Set down, word for word, the portion of the Rowdy Rathore review from "The dubious medical" up to and including "the bad guys.".

→ **PROVIDED PASSAGE**
+--

Billed as Akshay Kumar’s return to the action genre, Rowdy Rathore is more of a “masala” movie that blends together various genres. The first hour is a goofy comedy that primarily follows Kumar’s antics as Shiva, a petty thief in Mumbai. Shiva’s wooing of beautiful country gal Paro (Sonakshi Sinha) is interrupted when he unwittingly kidnaps a little girl who believes that Shiva is her father.
The girl, Chinki, is the daughter of super-cop Vikram Rathore (also Kumar), who looks exactly like Shiva, only with curls at the end of his mustache. Rathore is presumed dead after a failed attempt to free the small town of Devgarh from the grip of a crime lord named Baapji (Nassar). Chinki takes one look at Shiva and assumes he’s Rathore. Baapji’s goons do the same.
Here’s the twist: Rathore’s not actually dead. Rathore survived being shot in the head, but Rathore’s fellow police officers and a few dozen villagers allowed Baapji to believe Rathore deceased, giving the super-cop time to recuperate and finish the job he set out to do. After all, Rathore’s catchphrase is, “I always do what I say.”
The dubious medical advice I mentioned in the opening paragraph comes in to play when Rathore experiences double vision while chasing some of Baapji’s henchmen. The symptoms go away after he dowses his head with cool water, an act that his doctor says saved his life. Had he not, the doctor explains, Rathore’s brain would’ve overheated and hemorrhaged.
Uh, Doc? I don’t think that’s how the brain works.
The symptoms return during a massive fight scene in which Shiva sees his doppelgänger for the first time. Rathore is stabbed in the abdomen and collapses. Just as he’s about to finished off, it begins to rain. The cooling raindrops rejuvenate Rathore — and heal his stab wound, apparently! — and he’s able to kill all of the bad guys.
All of this absurdity would be fine were it not immediately followed by a flashback to Rathore’s first attempt to clean up Devgarh. Baapji and his men are revealed as rapists, kidnappers, murderers, and extortionists. It’s grim stuff that’s followed by an attempt to conjure tears from the plight of poor Chinki, whose mother is dead and who believes the wrong man is her father.

+--

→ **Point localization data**
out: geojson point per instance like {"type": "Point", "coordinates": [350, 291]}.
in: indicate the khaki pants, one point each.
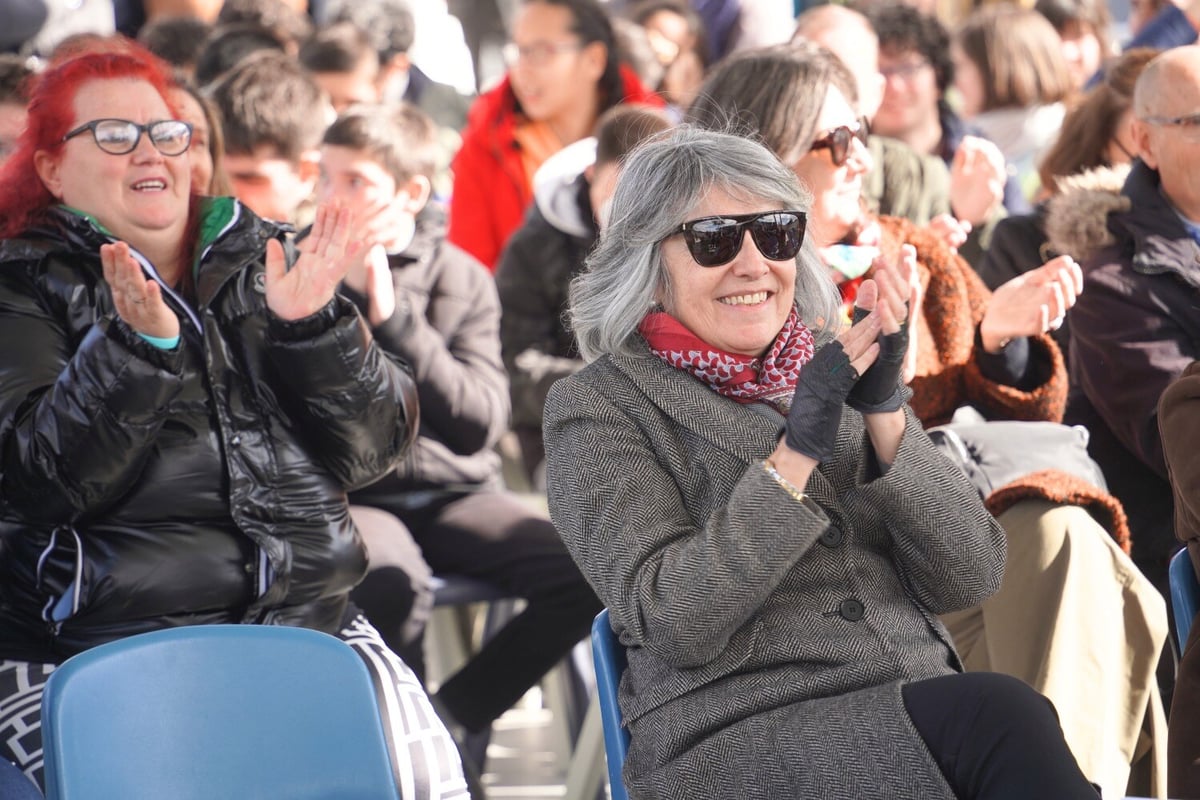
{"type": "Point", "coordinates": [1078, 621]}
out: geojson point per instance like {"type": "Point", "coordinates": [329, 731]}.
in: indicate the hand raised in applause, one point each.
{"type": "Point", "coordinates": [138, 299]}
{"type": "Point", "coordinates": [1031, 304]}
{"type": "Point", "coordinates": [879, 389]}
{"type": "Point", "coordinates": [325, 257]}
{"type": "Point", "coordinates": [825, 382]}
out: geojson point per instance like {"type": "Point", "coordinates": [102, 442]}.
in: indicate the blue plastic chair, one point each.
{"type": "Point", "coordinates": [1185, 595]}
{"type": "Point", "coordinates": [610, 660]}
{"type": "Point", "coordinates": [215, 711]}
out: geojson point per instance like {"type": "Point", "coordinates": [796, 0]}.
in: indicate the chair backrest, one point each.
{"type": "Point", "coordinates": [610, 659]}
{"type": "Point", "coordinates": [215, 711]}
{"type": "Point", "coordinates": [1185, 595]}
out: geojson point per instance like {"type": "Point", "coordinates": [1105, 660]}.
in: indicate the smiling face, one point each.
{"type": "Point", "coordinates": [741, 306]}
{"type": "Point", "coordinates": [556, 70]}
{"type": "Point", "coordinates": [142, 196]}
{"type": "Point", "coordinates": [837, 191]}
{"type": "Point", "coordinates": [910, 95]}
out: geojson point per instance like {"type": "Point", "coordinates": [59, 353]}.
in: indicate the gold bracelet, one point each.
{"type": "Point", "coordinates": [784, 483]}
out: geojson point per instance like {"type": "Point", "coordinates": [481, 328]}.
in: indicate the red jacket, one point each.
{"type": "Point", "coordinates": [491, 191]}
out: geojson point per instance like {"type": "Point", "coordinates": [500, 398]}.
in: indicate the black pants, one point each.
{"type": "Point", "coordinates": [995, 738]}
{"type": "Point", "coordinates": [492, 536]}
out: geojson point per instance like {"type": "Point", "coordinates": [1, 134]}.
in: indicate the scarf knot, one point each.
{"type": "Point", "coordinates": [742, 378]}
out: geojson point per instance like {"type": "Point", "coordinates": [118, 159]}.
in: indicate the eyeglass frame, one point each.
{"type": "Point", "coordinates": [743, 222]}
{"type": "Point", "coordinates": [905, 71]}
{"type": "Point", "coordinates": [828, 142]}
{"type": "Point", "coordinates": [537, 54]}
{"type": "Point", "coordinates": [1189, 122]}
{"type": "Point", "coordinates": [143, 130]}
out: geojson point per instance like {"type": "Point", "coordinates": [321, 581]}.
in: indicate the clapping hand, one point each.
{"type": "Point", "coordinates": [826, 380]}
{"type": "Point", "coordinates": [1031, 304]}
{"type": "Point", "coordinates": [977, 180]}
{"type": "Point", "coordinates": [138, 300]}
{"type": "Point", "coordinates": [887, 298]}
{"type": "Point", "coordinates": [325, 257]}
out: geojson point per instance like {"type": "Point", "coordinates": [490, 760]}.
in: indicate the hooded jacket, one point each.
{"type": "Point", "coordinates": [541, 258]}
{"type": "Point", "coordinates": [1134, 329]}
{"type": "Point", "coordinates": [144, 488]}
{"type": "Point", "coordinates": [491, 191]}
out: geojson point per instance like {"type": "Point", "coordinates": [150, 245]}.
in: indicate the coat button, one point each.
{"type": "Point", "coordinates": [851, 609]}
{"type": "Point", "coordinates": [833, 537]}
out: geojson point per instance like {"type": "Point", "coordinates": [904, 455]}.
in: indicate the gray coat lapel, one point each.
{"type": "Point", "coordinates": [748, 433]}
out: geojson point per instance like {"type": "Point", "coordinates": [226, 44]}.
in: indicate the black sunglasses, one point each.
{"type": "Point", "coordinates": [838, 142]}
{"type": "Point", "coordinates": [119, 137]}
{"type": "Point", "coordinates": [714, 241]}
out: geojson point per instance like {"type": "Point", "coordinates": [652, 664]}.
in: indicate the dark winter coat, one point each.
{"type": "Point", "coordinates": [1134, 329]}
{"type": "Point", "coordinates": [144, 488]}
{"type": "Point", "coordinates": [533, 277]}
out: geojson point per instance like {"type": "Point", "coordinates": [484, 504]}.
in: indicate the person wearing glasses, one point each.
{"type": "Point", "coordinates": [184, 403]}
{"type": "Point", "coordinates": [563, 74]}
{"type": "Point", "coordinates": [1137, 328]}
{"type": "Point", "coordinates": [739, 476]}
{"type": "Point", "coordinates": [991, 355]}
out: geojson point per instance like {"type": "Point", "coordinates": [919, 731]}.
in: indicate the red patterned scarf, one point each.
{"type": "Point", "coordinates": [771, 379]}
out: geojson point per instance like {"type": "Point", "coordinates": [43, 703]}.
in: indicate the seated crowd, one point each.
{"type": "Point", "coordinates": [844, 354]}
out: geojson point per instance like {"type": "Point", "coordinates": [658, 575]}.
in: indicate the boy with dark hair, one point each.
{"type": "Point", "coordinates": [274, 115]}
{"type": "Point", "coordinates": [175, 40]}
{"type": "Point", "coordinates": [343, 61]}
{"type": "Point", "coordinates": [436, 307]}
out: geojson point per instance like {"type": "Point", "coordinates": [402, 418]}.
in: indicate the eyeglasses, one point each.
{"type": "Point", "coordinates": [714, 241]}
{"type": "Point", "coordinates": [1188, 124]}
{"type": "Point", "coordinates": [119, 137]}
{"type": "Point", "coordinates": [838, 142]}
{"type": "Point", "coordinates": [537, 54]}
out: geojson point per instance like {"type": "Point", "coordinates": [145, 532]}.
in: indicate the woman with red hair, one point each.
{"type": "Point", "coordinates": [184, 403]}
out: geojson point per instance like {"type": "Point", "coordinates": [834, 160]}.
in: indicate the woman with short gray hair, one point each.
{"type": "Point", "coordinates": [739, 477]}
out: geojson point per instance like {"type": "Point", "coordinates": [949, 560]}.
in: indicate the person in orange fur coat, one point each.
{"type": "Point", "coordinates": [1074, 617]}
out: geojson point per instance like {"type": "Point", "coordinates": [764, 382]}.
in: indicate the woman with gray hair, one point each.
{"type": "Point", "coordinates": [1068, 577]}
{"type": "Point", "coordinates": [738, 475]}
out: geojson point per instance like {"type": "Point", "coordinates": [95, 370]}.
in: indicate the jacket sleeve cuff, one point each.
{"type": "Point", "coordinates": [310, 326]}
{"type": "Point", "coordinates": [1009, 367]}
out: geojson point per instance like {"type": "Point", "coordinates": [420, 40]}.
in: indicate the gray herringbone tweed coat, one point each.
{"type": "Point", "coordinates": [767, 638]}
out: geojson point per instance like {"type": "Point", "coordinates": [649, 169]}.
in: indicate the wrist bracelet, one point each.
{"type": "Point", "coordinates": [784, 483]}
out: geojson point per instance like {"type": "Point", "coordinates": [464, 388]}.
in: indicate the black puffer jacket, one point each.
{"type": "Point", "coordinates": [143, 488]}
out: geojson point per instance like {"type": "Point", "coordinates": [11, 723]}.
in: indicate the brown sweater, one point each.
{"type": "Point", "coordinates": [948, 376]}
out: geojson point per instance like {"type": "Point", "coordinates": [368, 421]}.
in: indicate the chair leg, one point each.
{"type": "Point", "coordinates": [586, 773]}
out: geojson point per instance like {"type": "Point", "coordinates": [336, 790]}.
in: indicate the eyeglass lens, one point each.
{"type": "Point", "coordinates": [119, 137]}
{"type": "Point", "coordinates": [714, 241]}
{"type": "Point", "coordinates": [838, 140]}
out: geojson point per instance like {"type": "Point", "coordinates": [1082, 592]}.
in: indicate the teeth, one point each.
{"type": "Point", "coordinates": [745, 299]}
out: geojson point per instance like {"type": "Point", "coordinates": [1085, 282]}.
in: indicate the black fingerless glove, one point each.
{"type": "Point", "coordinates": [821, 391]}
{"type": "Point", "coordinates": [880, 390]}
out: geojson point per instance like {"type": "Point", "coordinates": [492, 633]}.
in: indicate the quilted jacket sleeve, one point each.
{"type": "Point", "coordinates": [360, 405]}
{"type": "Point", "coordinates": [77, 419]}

+--

→ **ANSWER AREA**
The dubious medical advice I mentioned in the opening paragraph comes in to play when Rathore experiences double vision while chasing some of Baapji’s henchmen. The symptoms go away after he dowses his head with cool water, an act that his doctor says saved his life. Had he not, the doctor explains, Rathore’s brain would’ve overheated and hemorrhaged.
Uh, Doc? I don’t think that’s how the brain works.
The symptoms return during a massive fight scene in which Shiva sees his doppelgänger for the first time. Rathore is stabbed in the abdomen and collapses. Just as he’s about to finished off, it begins to rain. The cooling raindrops rejuvenate Rathore — and heal his stab wound, apparently! — and he’s able to kill all of the bad guys.